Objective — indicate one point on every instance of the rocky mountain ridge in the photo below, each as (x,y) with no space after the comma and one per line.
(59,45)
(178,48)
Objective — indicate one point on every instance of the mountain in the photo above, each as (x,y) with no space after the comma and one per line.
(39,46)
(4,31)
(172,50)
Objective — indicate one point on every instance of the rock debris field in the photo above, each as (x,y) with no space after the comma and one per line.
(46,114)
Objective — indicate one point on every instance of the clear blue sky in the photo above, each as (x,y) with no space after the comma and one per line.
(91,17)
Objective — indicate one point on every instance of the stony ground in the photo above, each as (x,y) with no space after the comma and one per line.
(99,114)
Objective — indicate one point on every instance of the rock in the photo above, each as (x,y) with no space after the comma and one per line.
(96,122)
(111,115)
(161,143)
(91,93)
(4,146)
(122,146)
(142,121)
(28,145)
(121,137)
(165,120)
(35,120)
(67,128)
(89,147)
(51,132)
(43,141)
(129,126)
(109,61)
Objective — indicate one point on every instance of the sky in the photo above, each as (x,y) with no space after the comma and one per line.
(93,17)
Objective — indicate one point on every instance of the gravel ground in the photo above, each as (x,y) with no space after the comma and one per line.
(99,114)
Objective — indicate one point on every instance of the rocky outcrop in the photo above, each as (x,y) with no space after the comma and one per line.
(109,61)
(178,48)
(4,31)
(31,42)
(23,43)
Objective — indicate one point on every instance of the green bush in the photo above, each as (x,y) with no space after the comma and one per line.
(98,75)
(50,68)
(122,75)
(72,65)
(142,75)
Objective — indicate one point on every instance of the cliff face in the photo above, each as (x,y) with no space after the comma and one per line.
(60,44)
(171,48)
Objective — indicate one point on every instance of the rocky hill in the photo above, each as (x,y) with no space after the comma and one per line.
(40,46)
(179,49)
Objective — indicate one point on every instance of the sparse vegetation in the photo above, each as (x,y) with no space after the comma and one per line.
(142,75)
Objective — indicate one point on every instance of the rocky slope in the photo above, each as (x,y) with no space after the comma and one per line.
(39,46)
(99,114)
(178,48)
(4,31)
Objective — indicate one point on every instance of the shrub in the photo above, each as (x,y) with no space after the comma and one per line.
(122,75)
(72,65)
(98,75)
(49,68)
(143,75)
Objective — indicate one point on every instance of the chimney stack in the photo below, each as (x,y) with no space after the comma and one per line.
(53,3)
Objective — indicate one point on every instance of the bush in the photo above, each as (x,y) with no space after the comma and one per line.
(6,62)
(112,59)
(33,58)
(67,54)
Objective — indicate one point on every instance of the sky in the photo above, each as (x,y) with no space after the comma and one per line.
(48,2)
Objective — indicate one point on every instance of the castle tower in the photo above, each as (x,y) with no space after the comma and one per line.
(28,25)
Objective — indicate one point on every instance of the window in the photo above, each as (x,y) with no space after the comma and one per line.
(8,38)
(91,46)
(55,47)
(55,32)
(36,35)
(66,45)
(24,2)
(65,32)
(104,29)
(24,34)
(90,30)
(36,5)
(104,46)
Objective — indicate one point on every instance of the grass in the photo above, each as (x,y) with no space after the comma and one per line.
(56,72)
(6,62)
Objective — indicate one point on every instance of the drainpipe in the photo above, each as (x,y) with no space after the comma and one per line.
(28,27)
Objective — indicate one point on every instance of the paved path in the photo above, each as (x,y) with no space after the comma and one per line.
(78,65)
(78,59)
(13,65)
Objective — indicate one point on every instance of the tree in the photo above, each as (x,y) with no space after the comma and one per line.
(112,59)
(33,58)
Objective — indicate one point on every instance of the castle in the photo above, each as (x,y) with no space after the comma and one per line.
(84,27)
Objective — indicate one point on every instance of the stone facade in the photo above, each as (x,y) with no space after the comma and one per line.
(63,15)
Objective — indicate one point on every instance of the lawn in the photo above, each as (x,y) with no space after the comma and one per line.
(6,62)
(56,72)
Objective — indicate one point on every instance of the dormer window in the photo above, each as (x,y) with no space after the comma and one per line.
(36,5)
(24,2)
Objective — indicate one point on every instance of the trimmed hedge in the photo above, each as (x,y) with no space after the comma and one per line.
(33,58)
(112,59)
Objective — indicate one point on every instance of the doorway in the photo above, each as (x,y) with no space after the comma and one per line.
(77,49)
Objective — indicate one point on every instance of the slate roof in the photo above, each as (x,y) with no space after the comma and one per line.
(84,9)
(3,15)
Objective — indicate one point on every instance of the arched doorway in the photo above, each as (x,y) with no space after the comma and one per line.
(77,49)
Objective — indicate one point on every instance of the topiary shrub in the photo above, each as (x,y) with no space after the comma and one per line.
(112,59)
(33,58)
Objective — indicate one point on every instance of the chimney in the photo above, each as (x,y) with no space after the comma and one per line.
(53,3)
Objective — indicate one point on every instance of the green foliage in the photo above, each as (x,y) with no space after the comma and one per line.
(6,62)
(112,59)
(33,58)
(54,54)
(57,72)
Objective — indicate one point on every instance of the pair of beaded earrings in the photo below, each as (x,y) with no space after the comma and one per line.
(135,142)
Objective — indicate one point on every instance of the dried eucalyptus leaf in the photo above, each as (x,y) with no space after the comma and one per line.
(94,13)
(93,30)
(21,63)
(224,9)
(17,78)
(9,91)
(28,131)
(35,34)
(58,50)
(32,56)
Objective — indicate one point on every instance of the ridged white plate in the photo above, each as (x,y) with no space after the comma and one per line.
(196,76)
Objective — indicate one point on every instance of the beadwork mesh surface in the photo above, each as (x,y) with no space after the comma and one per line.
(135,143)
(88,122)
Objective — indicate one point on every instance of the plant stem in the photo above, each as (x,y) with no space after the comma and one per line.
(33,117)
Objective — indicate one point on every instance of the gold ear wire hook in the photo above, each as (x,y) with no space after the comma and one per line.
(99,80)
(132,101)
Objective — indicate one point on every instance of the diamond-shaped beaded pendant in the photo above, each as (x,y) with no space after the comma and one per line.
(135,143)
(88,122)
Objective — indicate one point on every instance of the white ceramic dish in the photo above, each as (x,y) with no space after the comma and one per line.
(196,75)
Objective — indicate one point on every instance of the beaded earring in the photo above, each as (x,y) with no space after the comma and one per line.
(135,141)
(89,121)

§ **EXERCISE**
Exactly reproduce every line of the data above.

§ **ANSWER FOR THE TASK**
Objective — indicate one point on every instance of the rocky mountain ridge in the photo below, each as (x,y) with no space after the comma and one per line.
(59,45)
(178,48)
Objective — indicate one point on every instance of the mountain in the photo above, each as (x,y) with no space after the comma and one per line.
(39,46)
(4,31)
(172,50)
Objective — indicate one point on every instance of the rock debris field in the photo above, each as (x,y) with no space after the comma and one per line.
(46,114)
Objective — indicate one point on every instance of the clear blue sky in the photo above, each as (x,y) with no space after the comma and one per line.
(91,17)
Objective — indicate one point on every instance of the stony ground in the photo above, each as (x,y) with no space after the comma and one per line.
(99,114)
Objective — indicate one point on every instance of the rock in the photo above, each as (x,y) with no space after the comma and one per line.
(96,122)
(111,115)
(161,143)
(91,93)
(4,146)
(122,146)
(142,121)
(28,145)
(121,137)
(165,120)
(35,120)
(67,128)
(89,147)
(51,132)
(43,141)
(129,126)
(109,61)
Objective — indicate one point on every instance of the sky in the photo above, each as (x,y) with no space after the comma and one per line.
(93,17)
Objective — indicate one point on every instance of the gravel ground in the photo above, each as (x,y) with no space after the comma and one per line.
(99,114)
Objective — indicate one point on every instance of the rocky outcrop in the photo above, each as (x,y) with no space after the comma and one per line.
(109,61)
(178,48)
(4,31)
(31,42)
(23,43)
Objective — indicate one point on every instance of the green bush in the photo above, each as (x,y) with no space after the comma and one per line.
(98,75)
(50,68)
(122,75)
(72,65)
(142,75)
Objective — indicate one point on every instance of the cliff face in the photo above, each as (x,y) with no space after the comma and one per line.
(60,44)
(171,48)
Objective — indicate one point on every instance of the rocky hill in the photo above, each as (x,y) with no space after the comma and one per line.
(40,46)
(179,49)
Objective — indicate one point on every instance of the sparse vegetation in the photo above, each as (x,y) with no space after the comma and one per line.
(142,75)
Objective — indicate one point on every instance of the rocky slope in the photo above, each as (x,y) with no space after the comma and one per line.
(39,46)
(99,114)
(178,48)
(4,31)
Objective — indicate one point on every instance of the shrub in the photo above, each as (x,y) with no space after the comma and one per line.
(122,75)
(72,65)
(98,75)
(49,68)
(143,75)
Objective — indicate one point on every instance of the chimney stack in the photo below, each as (x,y) with no space after the comma and one per line.
(53,3)
Objective — indicate one point on every instance of the bush in the photo above, each as (x,y) with no space after the comma and one per line.
(6,62)
(112,59)
(33,58)
(67,54)
Objective — indicate one point on every instance of the sky in the photo above, each as (x,y) with no space after the comma and one per line.
(48,2)
Objective — indicate one point on every instance of the castle tower in the photo above, each as (x,y) with no space after the comma and one per line.
(28,25)
Objective — indicate one point on every instance of the window in the photo above, each as (x,y) with no space after the comma and one per line.
(8,38)
(91,46)
(55,47)
(55,32)
(36,35)
(66,45)
(24,2)
(65,32)
(104,29)
(24,34)
(90,30)
(36,5)
(104,46)
Objective — indicate one point on every instance of the grass in the photo above, each as (x,y) with no space after the comma and one per line.
(56,72)
(6,62)
Objective — indicate one point on every instance of the drainpipe in the photo above, each as (x,y) with no space after the comma and one per line.
(28,27)
Objective — indicate one point on every instance of the paved path in the photo above, each as (x,y) with no space after the comma and one per line.
(78,65)
(78,59)
(13,65)
Objective — indicate one point on every instance of the tree in the photo above, each as (x,y) with no space after the comma and one per line.
(112,59)
(33,58)
Objective — indicate one point on every instance of the castle in the photo above, each as (x,y) with no space after the comma and one per line.
(84,27)
Objective — indicate one point on every instance of the stone facade in the photo above, each as (x,y) with no space after the comma and one per line.
(63,15)
Objective — indicate one point on every instance of the lawn in the photo above, each as (x,y) with no space after the comma and one per line.
(6,62)
(56,72)
Objective — indicate one point on every instance of the dormer window in the photo above, each as (x,y) with no space after the comma and one per line.
(36,5)
(24,2)
Objective — indicate one point on every instance of the trimmed hedge in the photo above, each as (x,y) with no space after the comma and one per line.
(33,58)
(112,59)
Objective — indicate one point on every instance of the doorway in the photo above, each as (x,y) with no space after the comma and one per line.
(77,49)
Objective — indicate one point on every instance of the slate roof in the photo above, each as (x,y) with no space after the comma and one per line.
(84,9)
(3,15)
Objective — indicate one point on every instance of the arched doorway in the photo above, each as (x,y) with no space after the comma and one per line.
(77,49)
Objective — indicate one point on every instance of the topiary shrub in the photo above, each as (x,y) with no space after the comma and one per line.
(112,59)
(33,58)
Objective — indicate one point on every instance of the chimney in the photo above, each as (x,y) with no space after the comma and one per line.
(53,3)
Objective — indicate one point on every instance of the green foliage in the photo above, each as (x,y) with no space after the comma and one per line.
(6,62)
(112,59)
(33,58)
(54,54)
(57,72)
Objective — indicate one point on every instance of the pair of beaded earrings in the photo below, each as (x,y) with no space after the comma and one per line.
(135,142)
Objective — indicate one point on every instance of the dried eucalyptus leaf in the photo above, each as (x,y) with no space after the comma and one per line.
(94,13)
(93,30)
(21,63)
(224,9)
(17,78)
(9,91)
(28,131)
(35,34)
(58,50)
(32,56)
Objective — indicate one point on every instance of the ridged white plate in the photo above, each as (x,y) with no space after the comma and one per line.
(196,76)
Objective — indicate one point on every instance of the beadwork mesh surface in the photo above, each as (x,y) with no space after the comma and one per line.
(135,143)
(88,122)
Objective — indicate one point on every instance of the plant stem in the photo above, each as (x,y) with no space after the comma and one per line.
(33,117)
Objective — indicate one point on every instance of the gold ear wire hook in the photo above, each as (x,y) with no space after the comma and one per line.
(99,80)
(132,101)
Objective — indicate one point on every instance of the diamond-shaped beaded pendant in the photo above, each as (x,y) with no space after the comma and one per line.
(135,143)
(88,122)
Objective — indicate one point on every instance of the white ceramic dish in the photo above, each as (x,y) with no space after the comma and one per line.
(196,75)
Objective — indicate one point on every instance of the beaded earring in the photo above, each as (x,y) with no space after the comma and one per line.
(135,141)
(89,121)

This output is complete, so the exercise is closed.